Brenda's Child

Thursday, December 17, 2015

Ok..So I'm still talking about My surgery!

Every time I deal with something that tests my patience, I think, this is it. This is my final exercise in patience. And it never is. Well  I can honestly say that recovery is truly a journey of patience. As I began to feel better and look better, I wanted to do so much more.  6 weeks after surgery I walked 3 miles for Breast cancer awareness and I felt great!


Me with my toddler right by side. I wore my compression belt and yes my face was pale from anemia


That was one of the many up and down moments. Down times like hating the feel of the compression belt, but loving it after trying to clean the house without. It was my comfort and my anguish. This was the same with the sports bra. My mind wanted to wear a nice underwire bra, but my body (and the doc) said hell no! Then there was the body dysmorphia. With so much going on physically, like that tingly  achy feeling in my foobs, who has time to be concerned with them being perky  and having  a flat tummy? Leggings have also offered a solace that jeans or pants with buttons couldn’t offer. My wardrobe was limited.  I was more self-conscious than ever with nipples foobs, great abs, an 18 inch scar, and pale skin my energy was limited. Every time the visiting nurse came my pulse was extra high, like 108. Apparently normal resting is between 60 and 100. Turns out I was anemic from losing so much blood during the surgery, nothing steak and eggs couldn’t handle.  What was most daunting was awaiting for that moment where I would be 100% (which by the way, still hasn’t happened yet).  Whenever I was about to hop on my pity train, I’d write on a pink slip something I was grateful for and put it in a jar one of my good friends got me.  It kept me focused to think about small things like, finally being able to bend over and pick up something off the floor, or to put a shirt of over my head. My awesome visiting nurse would remind me constantly that this was a journey and it would take more than 6 to 8 weeks for me to truly heal. I was forced to listen to my body, to sleep on demand, to eat on demand (apparently you can sometimes become ravenous as your body uses its energy to heal).

##############################

Task item:
Answer these questions from the blog post about surgery recovery:
(a) How far did the writer walk six weeks after surgery, and for what cause?
(b) What pulse was recorded during the visiting nurse's visits, and what range does the post give as a normal resting rate?
(c) What did the writer write on the pink slips, and where were they placed?

##############################

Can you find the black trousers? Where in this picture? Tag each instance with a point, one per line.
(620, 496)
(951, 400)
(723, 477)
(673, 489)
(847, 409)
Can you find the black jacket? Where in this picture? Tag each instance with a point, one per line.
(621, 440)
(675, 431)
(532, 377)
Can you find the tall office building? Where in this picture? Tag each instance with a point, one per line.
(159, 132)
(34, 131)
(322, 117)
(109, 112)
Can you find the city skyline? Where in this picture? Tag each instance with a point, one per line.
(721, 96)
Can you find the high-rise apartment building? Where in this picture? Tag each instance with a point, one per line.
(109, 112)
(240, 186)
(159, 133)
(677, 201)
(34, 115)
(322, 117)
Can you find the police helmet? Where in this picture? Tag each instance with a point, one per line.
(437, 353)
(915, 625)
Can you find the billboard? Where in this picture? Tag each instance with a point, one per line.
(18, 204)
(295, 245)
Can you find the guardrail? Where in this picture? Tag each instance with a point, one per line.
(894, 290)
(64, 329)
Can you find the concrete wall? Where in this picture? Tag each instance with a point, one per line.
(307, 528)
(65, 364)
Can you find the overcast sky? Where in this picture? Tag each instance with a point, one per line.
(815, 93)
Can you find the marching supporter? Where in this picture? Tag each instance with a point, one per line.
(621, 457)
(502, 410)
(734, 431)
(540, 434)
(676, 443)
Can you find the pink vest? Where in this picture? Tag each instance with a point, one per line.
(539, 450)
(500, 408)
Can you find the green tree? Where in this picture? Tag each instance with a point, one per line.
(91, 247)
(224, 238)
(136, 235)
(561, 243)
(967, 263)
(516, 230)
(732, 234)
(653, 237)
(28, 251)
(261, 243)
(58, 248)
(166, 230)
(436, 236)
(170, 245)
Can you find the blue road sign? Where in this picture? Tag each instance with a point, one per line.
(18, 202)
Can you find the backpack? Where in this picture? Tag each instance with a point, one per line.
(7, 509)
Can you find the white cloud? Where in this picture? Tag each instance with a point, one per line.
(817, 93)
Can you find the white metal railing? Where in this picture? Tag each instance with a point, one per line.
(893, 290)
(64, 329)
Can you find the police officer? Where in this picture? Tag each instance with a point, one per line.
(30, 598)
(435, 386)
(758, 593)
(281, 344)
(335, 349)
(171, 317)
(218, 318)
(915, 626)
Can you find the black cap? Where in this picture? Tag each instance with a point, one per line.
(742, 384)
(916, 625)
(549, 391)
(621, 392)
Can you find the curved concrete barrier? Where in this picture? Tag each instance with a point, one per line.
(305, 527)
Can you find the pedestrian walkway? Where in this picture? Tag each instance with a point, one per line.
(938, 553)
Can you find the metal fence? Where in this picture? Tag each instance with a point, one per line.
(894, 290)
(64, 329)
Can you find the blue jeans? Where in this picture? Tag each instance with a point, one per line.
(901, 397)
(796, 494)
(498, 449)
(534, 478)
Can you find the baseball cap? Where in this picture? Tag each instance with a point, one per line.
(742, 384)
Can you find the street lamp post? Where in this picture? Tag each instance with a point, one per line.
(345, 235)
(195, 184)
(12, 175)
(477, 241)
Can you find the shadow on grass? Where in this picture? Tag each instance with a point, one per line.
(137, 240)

##############################

Solution for this exercise:
(a) Three miles, for breast cancer awareness.
(b) The pulse was about 108. The stated normal resting rate is between 60 and 100.
(c) The writer wrote something to be grateful for on each slip and put it in a jar from a good friend.